■ Task: Rewrite all of the rows below, changing every "component" to "tool" and keeping everything else the same. Leave the pictures out of your answer.
________
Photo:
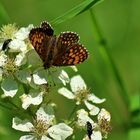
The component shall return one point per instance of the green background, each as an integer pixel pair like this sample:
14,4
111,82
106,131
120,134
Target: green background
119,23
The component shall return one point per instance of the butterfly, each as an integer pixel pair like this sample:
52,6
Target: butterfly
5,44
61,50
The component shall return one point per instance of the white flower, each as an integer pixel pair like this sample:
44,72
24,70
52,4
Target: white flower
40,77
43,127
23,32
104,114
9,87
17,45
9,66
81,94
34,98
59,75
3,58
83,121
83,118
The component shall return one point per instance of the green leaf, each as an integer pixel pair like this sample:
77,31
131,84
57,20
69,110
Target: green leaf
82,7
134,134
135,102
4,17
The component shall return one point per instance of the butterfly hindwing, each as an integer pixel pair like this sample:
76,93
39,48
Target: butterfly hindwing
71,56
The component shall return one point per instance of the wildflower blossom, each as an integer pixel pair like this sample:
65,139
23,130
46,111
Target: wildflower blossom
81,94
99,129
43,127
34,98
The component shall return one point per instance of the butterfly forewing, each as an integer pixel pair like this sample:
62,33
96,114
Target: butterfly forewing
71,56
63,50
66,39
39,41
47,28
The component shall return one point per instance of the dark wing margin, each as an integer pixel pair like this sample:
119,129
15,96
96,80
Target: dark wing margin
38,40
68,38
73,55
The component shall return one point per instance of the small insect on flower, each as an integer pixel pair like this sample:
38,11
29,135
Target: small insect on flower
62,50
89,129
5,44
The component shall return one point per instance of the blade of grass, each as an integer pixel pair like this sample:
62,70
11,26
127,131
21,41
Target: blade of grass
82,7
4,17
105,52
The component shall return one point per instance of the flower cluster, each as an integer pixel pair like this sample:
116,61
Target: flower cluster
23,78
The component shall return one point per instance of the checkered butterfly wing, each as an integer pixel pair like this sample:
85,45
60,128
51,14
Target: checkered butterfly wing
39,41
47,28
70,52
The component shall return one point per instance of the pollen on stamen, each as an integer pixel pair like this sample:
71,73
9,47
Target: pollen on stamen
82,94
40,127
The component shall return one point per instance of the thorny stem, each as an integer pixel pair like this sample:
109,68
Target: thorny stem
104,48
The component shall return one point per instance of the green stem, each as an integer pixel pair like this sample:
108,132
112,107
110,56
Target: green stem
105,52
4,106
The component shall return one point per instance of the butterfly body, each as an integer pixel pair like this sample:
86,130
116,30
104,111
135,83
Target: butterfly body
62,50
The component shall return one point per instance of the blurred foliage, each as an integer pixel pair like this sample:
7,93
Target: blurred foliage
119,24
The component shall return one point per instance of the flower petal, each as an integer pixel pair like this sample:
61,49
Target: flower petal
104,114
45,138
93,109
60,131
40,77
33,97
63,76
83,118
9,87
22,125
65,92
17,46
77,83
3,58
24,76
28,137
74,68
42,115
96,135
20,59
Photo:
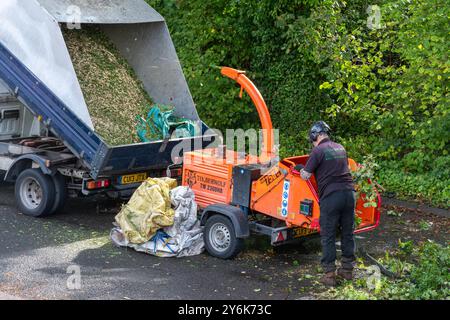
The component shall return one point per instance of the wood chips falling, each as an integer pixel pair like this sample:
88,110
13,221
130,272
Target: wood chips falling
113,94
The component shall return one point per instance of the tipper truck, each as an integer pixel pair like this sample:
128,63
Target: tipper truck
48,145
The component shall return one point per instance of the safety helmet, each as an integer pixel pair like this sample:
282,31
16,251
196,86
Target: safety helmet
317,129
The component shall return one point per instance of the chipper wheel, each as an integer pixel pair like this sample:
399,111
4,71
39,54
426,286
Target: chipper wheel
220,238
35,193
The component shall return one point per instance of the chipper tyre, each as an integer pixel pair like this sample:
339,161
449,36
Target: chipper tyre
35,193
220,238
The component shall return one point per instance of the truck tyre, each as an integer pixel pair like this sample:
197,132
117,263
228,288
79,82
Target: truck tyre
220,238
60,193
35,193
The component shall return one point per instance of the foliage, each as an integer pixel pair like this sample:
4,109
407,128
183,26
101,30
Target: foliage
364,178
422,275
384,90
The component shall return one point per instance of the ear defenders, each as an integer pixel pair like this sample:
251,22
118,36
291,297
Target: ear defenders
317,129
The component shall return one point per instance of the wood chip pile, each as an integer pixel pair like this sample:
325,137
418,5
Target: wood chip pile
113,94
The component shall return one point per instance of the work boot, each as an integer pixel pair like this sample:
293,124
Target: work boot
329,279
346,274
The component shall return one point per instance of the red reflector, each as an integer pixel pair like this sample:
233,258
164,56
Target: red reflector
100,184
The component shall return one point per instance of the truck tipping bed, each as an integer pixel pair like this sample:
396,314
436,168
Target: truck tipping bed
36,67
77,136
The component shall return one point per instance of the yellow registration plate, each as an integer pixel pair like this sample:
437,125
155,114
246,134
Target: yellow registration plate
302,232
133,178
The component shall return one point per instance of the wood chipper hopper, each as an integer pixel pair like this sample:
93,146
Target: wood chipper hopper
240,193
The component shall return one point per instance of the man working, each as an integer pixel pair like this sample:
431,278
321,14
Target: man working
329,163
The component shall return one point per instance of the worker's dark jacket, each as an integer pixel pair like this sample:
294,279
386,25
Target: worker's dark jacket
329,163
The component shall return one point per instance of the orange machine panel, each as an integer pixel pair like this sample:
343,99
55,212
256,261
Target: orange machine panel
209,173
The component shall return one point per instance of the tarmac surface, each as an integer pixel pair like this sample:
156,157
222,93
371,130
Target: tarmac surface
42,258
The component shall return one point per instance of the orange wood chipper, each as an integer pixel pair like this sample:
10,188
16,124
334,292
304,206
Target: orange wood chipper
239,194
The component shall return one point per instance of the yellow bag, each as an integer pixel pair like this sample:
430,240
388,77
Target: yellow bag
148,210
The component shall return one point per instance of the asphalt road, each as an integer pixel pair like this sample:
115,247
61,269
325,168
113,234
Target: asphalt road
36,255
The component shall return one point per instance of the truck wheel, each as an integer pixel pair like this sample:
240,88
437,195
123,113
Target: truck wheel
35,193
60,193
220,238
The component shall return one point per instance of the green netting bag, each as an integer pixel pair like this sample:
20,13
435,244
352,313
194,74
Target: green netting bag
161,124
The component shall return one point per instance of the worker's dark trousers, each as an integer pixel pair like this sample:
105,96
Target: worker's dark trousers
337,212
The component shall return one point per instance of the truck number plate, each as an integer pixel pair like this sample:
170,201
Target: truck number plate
________
■ Complete response:
Photo:
The tool shall return one point per instance of the green background, each as an integer pixel pair like this sample:
14,4
111,82
106,131
120,134
Target: green background
119,23
The tool shall return one point per instance of the butterfly, each as an integer pixel pair like this sample:
52,6
Target: butterfly
5,44
61,50
The tool shall return one point per instance of the white flower, each as an integer pixel pair like this sample:
44,72
24,70
52,4
Target: white flower
40,77
43,127
23,32
104,114
9,87
17,45
9,66
81,94
34,98
59,75
3,58
83,121
83,118
The tool shall return one point per instance of the green leaf, each as an integer pixel pair like this sample:
77,31
131,84
57,20
69,110
Target: green leaf
82,7
134,134
135,102
4,17
The tool shall return one point per instance of the butterfly hindwing, each as an integer pixel pair like this sample:
76,93
39,48
Target: butterfly hindwing
71,56
The tool shall return one point per instance of the wildflower blossom, each as an integer pixel pair like this sample:
65,139
23,130
46,111
Target: wildflower blossom
81,94
99,129
43,127
34,98
The tool shall return one point per instance of the butterfly forewing, each as an integer pixel pair like this sample:
62,33
96,114
Target: butterfly forewing
71,56
63,50
66,39
39,41
47,28
The tool shall return one point per instance of the dark wing margin, each as an integer pixel pair like this sample:
119,129
15,96
96,80
Target: dark wing margin
38,40
68,38
73,55
The tool shall return one point per instance of the small insect on flower, each as an integer pixel pair like this sample:
38,11
29,135
Target: small insect on flower
62,50
89,129
5,44
The tool shall return one point per instance of the blade of grass, each as an integer pixel pair like this sample:
62,70
11,26
127,131
21,41
Target: blade of grass
82,7
4,17
105,52
The tool shall return one point per instance of the flower cluster, each as an integer pixel pair like this sample:
116,61
Target: flower cluster
23,78
The tool shall return one point per instance of the checkered butterfly wing, each as an integer pixel pair like this sample:
85,45
60,128
51,14
Target: checkered butterfly wing
39,41
47,28
70,52
The tool shall return one point per instance of the pollen on stamen, each as an integer pixel pair like this sample:
71,73
9,47
Target: pollen on stamen
82,94
40,127
The tool shall return one point per instance of the thorny stem, each as an integer pixel pair like this sample:
109,68
Target: thorny stem
104,48
The tool shall return one point per instance of the green stem, each as an integer pixel pair like this sample:
108,132
112,107
110,56
Target: green stem
105,52
4,106
The tool shall return one point per instance of the butterfly body, each as an integer pixel pair like this sample:
86,130
116,30
104,111
135,83
Target: butterfly body
62,50
The tool shall return one point per instance of the blurred foliage, each as an integer pixel pair like this sample:
7,93
Target: blurred foliage
119,24
The tool shall return one point per instance of the flower petal, each as an integer pixel pair like this sample:
61,49
Target: flower petal
104,114
45,138
93,109
60,131
40,77
33,97
63,76
83,118
9,87
22,125
65,92
17,46
77,83
3,58
24,76
28,137
74,68
42,115
96,135
20,59
Photo:
The tool shall return one point per instance of the wood chips falling, each as an integer pixel pair like this sample:
88,110
13,221
130,272
Target: wood chips falling
113,94
The tool shall return one point per instance of the tipper truck, each as an integer pixel pair like this sample:
128,63
Target: tipper truck
48,145
The tool shall return one point per instance of the safety helmet, each as an integer pixel pair like this sample:
282,31
16,251
196,86
Target: safety helmet
317,129
The tool shall return one point per instance of the chipper wheel, each as an integer pixel pair like this sample:
399,111
4,71
39,54
426,286
Target: chipper wheel
220,238
35,193
The tool shall return one point per instance of the chipper tyre, each as an integer pixel pair like this sample:
339,161
449,36
Target: chipper tyre
35,193
220,238
The tool shall return one point per instance of the truck tyre, each as an integer pixel pair like this sample:
197,132
117,263
228,288
79,82
Target: truck tyre
220,238
60,193
35,193
The tool shall return one point per instance of the foliage, each as an integer pixel pair like this sample:
4,109
407,128
183,26
101,30
Target: foliage
364,178
422,275
384,90
The tool shall return one point per instance of the ear defenders, each as an integer pixel pair like this sample:
251,22
118,36
291,297
Target: ear defenders
317,129
The tool shall return one point per instance of the wood chip pile, each as an integer pixel pair like this sample:
325,137
418,5
Target: wood chip pile
113,94
The tool shall return one point per instance of the work boot, each as an integer pixel pair like this sample:
293,124
Target: work boot
329,279
346,274
The tool shall return one point per instance of the red reflector, each as an integer pixel pair like this sample:
233,258
164,56
Target: red reflector
100,184
The tool shall return one point per instance of the truck tipping bed, each as an integer pixel pair like this sample:
396,314
436,168
Target: truck tipping bed
36,67
77,136
The tool shall return one point per instance of the yellow registration plate, each as an integer pixel pair like this sample:
437,125
155,114
246,134
Target: yellow registration plate
302,232
133,178
The tool shall return one point per instance of the wood chipper hopper, each as an integer pixel pair like this sample:
93,146
Target: wood chipper hopper
240,193
The tool shall return one point per instance of the man working, each as an integer pixel pair like this sample:
431,278
321,14
Target: man working
329,163
The tool shall return one point per instance of the worker's dark jacket, each as an integer pixel pair like this sample:
294,279
386,25
Target: worker's dark jacket
329,163
The tool shall return one point per instance of the orange machine panel, each as an integer pixel pair like this sample:
343,99
55,212
256,261
Target: orange machine panel
209,173
The tool shall return one point per instance of the tarmac surface, each as an integer pixel pair like this sample:
156,157
222,93
371,130
Target: tarmac surface
42,258
The tool shall return one point per instance of the orange wood chipper, each as an integer pixel pair like this sample:
10,188
16,124
334,292
304,206
Target: orange wood chipper
239,194
The tool shall return one point per instance of the yellow bag, each as an integer pixel pair like this sample:
430,240
388,77
Target: yellow bag
148,210
The tool shall return one point per instance of the asphalt road, each as an integer pixel pair like this sample:
115,247
61,269
325,168
113,234
Target: asphalt road
36,255
The tool shall return one point per instance of the truck wheel, each as an integer pixel pair like this sample:
240,88
437,195
123,113
Target: truck wheel
35,193
60,193
220,238
The tool shall return one point per instance of the green netting bag, each as an integer pixel pair like this sample:
20,13
435,244
352,313
194,74
Target: green netting bag
161,124
The tool shall return one point per instance of the worker's dark trousers, each as an integer pixel pair like this sample:
105,96
Target: worker's dark trousers
337,212
The tool shall return one point per instance of the truck number plate, each as an integer pixel pair like this sample:
170,201
Target: truck number plate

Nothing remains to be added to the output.